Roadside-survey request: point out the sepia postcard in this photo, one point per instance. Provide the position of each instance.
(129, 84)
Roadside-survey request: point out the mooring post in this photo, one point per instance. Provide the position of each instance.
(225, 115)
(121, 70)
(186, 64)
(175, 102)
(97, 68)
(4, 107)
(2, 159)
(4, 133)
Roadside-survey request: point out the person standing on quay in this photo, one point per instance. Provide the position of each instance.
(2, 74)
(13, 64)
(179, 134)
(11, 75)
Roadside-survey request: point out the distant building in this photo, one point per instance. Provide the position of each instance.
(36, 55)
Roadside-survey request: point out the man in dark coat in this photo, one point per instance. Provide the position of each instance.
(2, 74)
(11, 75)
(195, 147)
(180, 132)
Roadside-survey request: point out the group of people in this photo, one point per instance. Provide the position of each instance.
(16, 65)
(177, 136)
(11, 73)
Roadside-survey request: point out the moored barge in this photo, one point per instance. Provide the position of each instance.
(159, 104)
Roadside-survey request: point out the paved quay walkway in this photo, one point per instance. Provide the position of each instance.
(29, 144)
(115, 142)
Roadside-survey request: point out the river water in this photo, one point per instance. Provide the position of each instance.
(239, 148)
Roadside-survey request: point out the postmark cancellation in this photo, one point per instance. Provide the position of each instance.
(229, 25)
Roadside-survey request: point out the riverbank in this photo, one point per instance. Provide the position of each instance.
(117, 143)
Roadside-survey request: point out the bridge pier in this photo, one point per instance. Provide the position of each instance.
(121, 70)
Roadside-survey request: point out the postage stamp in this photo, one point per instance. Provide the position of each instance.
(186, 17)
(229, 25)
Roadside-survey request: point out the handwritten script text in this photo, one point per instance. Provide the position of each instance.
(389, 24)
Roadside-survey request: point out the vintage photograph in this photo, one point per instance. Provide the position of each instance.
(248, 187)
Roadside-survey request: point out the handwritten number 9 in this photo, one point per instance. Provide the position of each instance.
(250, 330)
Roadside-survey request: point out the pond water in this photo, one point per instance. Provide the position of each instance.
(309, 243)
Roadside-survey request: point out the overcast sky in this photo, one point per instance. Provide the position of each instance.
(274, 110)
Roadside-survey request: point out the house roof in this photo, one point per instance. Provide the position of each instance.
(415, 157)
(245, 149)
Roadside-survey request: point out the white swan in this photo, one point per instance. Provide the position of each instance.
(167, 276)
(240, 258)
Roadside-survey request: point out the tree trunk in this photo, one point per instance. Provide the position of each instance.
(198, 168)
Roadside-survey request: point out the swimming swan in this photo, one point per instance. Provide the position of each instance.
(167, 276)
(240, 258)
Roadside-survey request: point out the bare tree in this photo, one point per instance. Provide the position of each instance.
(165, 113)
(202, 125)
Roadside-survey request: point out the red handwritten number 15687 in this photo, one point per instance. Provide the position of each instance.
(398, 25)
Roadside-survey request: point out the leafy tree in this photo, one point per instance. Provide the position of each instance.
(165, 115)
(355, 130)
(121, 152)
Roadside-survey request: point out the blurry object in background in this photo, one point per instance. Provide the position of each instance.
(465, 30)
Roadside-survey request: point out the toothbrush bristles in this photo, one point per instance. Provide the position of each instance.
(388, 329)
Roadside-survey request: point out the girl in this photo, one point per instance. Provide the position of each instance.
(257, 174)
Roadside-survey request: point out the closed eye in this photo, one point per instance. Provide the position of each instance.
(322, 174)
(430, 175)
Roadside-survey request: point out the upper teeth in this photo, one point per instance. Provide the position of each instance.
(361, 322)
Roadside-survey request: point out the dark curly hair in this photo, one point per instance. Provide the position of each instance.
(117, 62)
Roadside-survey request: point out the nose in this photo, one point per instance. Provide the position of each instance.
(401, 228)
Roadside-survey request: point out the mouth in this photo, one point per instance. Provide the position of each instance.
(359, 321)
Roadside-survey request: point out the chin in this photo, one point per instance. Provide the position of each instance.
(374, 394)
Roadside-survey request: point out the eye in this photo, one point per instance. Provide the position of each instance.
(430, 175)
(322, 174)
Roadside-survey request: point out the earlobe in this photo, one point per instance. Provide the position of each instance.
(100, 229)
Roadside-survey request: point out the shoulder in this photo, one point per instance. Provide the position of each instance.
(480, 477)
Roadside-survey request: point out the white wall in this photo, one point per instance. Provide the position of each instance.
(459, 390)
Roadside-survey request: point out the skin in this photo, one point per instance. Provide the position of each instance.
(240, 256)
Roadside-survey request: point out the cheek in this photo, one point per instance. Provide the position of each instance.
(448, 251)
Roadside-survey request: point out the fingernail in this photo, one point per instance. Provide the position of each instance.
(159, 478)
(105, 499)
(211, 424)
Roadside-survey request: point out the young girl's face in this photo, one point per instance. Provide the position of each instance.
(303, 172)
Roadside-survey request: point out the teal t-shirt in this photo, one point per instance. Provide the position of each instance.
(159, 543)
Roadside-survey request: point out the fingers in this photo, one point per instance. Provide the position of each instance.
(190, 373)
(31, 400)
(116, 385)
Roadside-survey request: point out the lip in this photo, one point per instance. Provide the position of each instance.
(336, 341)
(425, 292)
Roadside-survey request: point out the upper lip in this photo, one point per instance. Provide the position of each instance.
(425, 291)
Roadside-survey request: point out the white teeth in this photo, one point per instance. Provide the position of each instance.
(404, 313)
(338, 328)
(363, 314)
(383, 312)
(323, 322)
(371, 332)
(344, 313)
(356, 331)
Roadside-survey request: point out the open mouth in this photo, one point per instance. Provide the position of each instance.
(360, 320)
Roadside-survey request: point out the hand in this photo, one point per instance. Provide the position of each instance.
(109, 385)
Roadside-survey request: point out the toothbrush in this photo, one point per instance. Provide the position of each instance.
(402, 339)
********
_What to do:_ Output only the lines from the one holding "Roadside-survey request: point out the young" through the last line above, exactly as they appear.

_Response:_
Roadside-survey request: point out the young girl's face in this photo, one point per instance. Provide the position of each instance.
(303, 172)
Roadside-survey request: point out the teal t-shirt in this photo, one point per instance. Provide the position of each instance.
(159, 543)
Roadside-survey request: point out the fingers in this photo, one point per instance. Provide the position of each instance.
(190, 373)
(31, 400)
(116, 385)
Roadside-survey request: point out the lip in this photo, one point per instance. Provide the position of each instance.
(336, 341)
(425, 292)
Roadside-survey request: point out the upper lip in this photo, one point per instance. Provide the position of each instance.
(425, 291)
Roadside-survey request: point out the white teeth in this photo, one point per instance. Provide the position of each instance.
(404, 313)
(338, 328)
(363, 314)
(383, 312)
(323, 322)
(371, 332)
(344, 313)
(356, 331)
Roadside-survey request: point out the open mouth in this photo, one point per instance. Provide the position of each instance.
(360, 320)
Roadside-survey request: point out the hand in this photo, one point per instance. Provide the position of each instance.
(109, 385)
Roadside-survey request: point out the toothbrush in this photo, one point per instance. Provide the position of each instance.
(402, 339)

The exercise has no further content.